===== Passage =====

List:Internals« Previous MessageNext Message »
From:Rick James Date:July 10 2009 8:17pm
Subject:RE: help with index_merge and clustering keys
View as plain text  
Let's look at "select * from foo where a=1 and b = 1" in multiple contexts:

(I am assuming there an index containing both a and b.)

* Neither a nor b is clustered:  index_merge could be the most efficient way to perform
the query...  Find all PKs for a=1, find all PKs for b=1, take the intersection; then
fetch the rows.

* One of a or b is clustered:  As mentioned, use the clustered key only.  The other key
buys nothing.

* Both a and b are clustered:  Again, the other key is useless; simply use the clustered
key.

Are these the directions you are headed?

 
Rick James
MySQL Geeks - Consulting & Review

 

> -----Original Message-----
> From: Zardosht Kasheff [mailto:zardosht@stripped] 
> Sent: Friday, July 10, 2009 6:26 AM
> To: Sergey Petrunya
> Cc: internals@stripped; serg@stripped
> Subject: Re: help with index_merge and clustering keys
> 
> Hello Sergey,
> 
> Thank you very much for taking the time to look into this and provide
> feedback. I am trying the suggestion as we speak.
> 
> I want to answer several questions you have below.
> 
> 1) Yes, you are correct in understanding the clustering keys. Just
> like InnoDB has an "invisible tail" including all of the columns that
> does not show up in table->key_info[index_no].key_parts, so do
> clustering keys.
> 2) Of the proposed solutions below, I was hoping to implement #2 over
> time in a piece-wise fashion. I realize that the entire solution is
> difficult, so I was hoping to figure out pieces of the optimizer.

===== Information shown =====

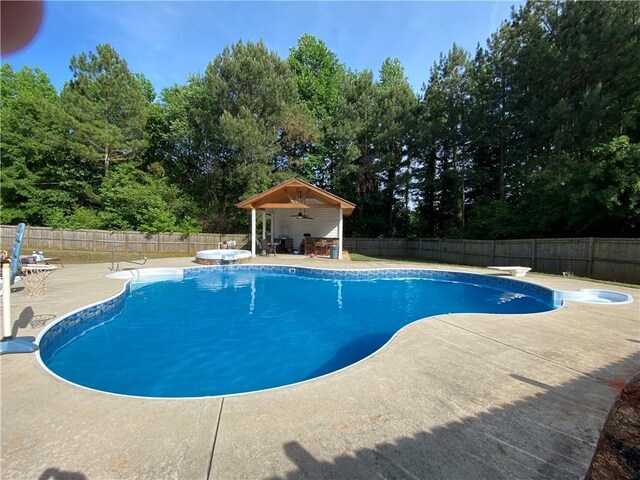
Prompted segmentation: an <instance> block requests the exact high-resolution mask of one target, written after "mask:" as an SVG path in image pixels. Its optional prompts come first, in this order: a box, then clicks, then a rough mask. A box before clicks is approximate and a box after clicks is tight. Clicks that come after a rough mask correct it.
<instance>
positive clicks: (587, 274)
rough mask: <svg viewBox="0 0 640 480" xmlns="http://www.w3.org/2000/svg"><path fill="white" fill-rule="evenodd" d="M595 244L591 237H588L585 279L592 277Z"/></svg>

=====

§ What you should do
Copy the index_merge message from "(I am assuming" to "buys nothing.", swapping "PKs" for "primary keys" throughout.

§ Answer
(I am assuming there an index containing both a and b.)

* Neither a nor b is clustered:  index_merge could be the most efficient way to perform
the query...  Find all primary keys for a=1, find all primary keys for b=1, take the intersection; then
fetch the rows.

* One of a or b is clustered:  As mentioned, use the clustered key only.  The other key
buys nothing.